- **AIM**
Below are some entries. Output each one exactly as it appears.

- **DATA SHOWN**
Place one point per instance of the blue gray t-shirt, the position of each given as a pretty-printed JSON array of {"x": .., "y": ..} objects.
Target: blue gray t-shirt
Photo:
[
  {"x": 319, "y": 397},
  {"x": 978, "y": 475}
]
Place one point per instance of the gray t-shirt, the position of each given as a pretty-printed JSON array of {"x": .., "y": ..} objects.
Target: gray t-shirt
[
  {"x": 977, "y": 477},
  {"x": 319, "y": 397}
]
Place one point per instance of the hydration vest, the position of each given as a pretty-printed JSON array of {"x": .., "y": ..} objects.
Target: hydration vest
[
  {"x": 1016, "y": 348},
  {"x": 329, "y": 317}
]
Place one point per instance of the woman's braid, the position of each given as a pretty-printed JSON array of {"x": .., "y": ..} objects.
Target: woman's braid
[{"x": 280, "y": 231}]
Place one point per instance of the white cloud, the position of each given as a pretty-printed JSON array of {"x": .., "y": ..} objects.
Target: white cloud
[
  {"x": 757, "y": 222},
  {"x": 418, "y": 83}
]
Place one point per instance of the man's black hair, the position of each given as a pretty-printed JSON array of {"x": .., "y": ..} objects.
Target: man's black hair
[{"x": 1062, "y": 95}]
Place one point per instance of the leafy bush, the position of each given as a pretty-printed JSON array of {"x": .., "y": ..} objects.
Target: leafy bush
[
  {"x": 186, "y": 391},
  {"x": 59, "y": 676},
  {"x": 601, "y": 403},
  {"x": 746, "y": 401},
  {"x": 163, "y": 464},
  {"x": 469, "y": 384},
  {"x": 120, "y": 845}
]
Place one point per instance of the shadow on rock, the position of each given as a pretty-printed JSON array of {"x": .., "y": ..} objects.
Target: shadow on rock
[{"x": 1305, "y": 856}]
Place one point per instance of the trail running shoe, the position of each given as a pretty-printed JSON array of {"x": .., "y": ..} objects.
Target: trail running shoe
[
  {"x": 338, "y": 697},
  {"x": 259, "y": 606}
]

- **RESPONSE**
Place one point per instance of the blue gray t-shirt, the position of each given as a pretty-printed JSON array of {"x": .., "y": ..} objects.
Target: blue gray t-shirt
Photo:
[
  {"x": 319, "y": 397},
  {"x": 978, "y": 475}
]
Place one point per instance of the gray t-shirt, the position of each given as a pretty-printed JSON array of {"x": .., "y": ..} objects.
Target: gray t-shirt
[
  {"x": 977, "y": 477},
  {"x": 319, "y": 397}
]
Place one point per instance of the hydration vest, the position of each given as a pretty-printed JSON array of {"x": .., "y": ..} objects.
Target: hydration vest
[
  {"x": 1016, "y": 348},
  {"x": 329, "y": 317}
]
Place one point per instance of the woman's braid, the position of each given as a pretty-printed JSON array of {"x": .., "y": ..} objects.
Target: woman's braid
[{"x": 280, "y": 231}]
Place one point per instance of the white cloud, the position of each given as a pretty-printed JSON array of {"x": .., "y": ..} objects.
Target: white cloud
[
  {"x": 757, "y": 222},
  {"x": 418, "y": 83}
]
Place one point per instance of the man's black hair, the position of each given as a pretty-printed JSON array of {"x": .., "y": ..} objects.
Target: man's black hair
[{"x": 1062, "y": 95}]
Place one point per instance of the leafy bush, the position of each given as a pretty-printed JSON array of {"x": .., "y": ..} objects.
Target: leafy bush
[
  {"x": 186, "y": 391},
  {"x": 59, "y": 676},
  {"x": 601, "y": 403},
  {"x": 746, "y": 401},
  {"x": 163, "y": 464},
  {"x": 469, "y": 384},
  {"x": 120, "y": 845}
]
Place one point per instance of the shadow on rock, the position of each given as a pretty-printed JSON array of {"x": .., "y": ..} objects.
Target: shadow on rock
[{"x": 1305, "y": 856}]
Place one point per instance of the trail running shoe, the position of each given as a pretty-printed JSON array of {"x": .., "y": ..} objects.
Target: trail running shoe
[
  {"x": 338, "y": 697},
  {"x": 259, "y": 606}
]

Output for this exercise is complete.